--- Start of EXCERPTED DATA ---

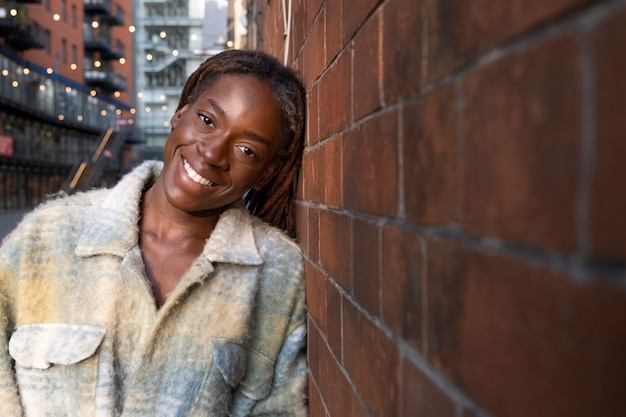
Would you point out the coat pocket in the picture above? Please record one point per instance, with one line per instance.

--- End of EXCERPTED DATA ---
--- Start of EXCERPTED DATA ---

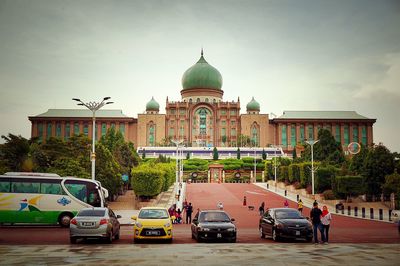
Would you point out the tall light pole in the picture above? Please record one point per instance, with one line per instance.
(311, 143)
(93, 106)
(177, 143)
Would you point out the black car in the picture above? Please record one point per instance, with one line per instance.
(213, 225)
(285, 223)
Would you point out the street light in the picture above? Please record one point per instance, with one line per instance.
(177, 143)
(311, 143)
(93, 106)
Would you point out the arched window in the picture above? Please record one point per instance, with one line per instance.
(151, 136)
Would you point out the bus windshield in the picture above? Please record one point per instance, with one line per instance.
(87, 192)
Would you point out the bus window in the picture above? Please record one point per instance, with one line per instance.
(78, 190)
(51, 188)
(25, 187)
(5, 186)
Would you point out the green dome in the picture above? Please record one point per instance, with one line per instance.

--- End of EXCERPTED DATA ---
--- Start of EXCERPTED DATA ---

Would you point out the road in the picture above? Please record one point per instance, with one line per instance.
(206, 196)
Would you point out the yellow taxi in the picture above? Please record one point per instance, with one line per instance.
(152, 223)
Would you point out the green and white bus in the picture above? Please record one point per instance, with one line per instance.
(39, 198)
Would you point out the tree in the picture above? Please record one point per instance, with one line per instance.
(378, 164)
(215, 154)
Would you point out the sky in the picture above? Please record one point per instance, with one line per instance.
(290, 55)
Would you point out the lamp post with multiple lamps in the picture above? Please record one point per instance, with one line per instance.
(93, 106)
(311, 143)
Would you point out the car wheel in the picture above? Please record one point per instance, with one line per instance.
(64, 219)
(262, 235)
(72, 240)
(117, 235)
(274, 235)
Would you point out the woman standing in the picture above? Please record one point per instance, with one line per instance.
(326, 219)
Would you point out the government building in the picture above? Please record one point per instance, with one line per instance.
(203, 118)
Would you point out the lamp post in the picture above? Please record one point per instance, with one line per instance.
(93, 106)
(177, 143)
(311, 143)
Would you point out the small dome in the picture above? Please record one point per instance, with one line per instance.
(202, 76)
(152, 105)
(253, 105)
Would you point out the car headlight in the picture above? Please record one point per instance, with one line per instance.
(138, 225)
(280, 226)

--- End of EXCERPTED DATA ---

## WHAT THE TASK REQUIRES:
Collect each line of the items above that contains the word "dome", and treat case as significant.

## CORRECT ANSWER:
Would you point out the green dome in the picture above? Please record one point per instance, with one line per instance.
Would you point out the small dome in the picture above? Please record one point per instance, with one line per instance.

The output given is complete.